Record set START

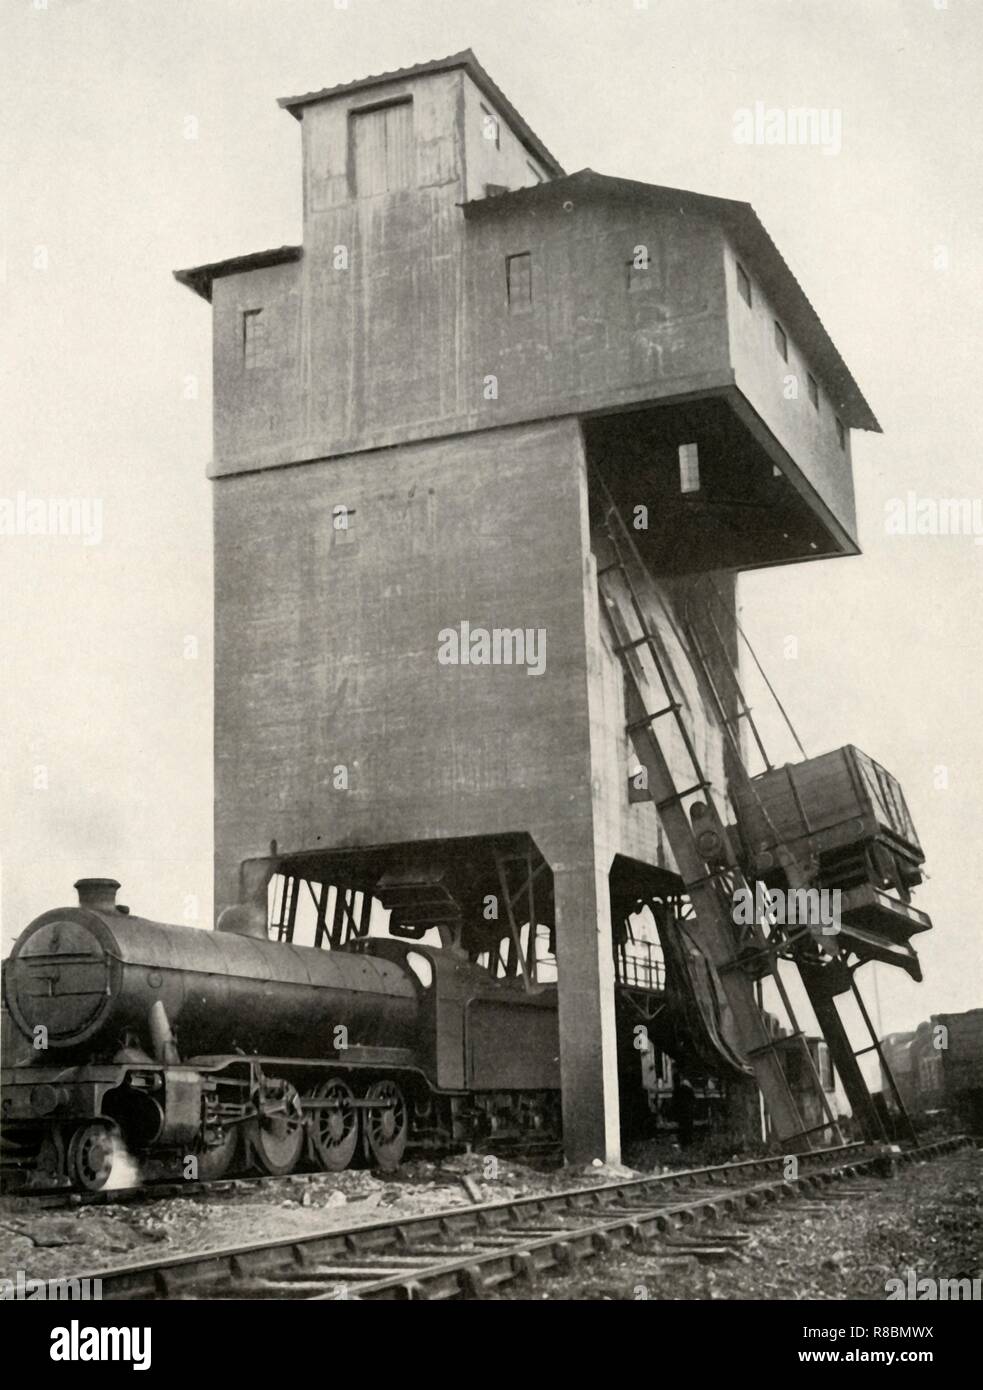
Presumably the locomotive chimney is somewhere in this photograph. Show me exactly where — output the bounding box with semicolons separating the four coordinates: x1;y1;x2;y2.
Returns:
74;878;121;910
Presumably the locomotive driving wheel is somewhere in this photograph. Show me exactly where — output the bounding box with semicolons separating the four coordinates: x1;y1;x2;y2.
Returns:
67;1122;117;1192
247;1079;305;1176
308;1079;359;1172
196;1125;240;1181
362;1080;408;1172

Record set END

**Directions for this task:** Nothing but the lines from the one containing "Presumably the locomotive driving" through the end of the entries belongs in the answer; repeat them exactly.

**Exercise answer:**
Presumably the locomotive driving wheel is somewhere in this photograph. Show me exactly where — output the bounding box with semicolons separating the four coordinates: x1;y1;x2;y2.
Returns:
67;1122;117;1192
247;1079;305;1176
308;1079;359;1172
196;1125;240;1181
362;1080;408;1172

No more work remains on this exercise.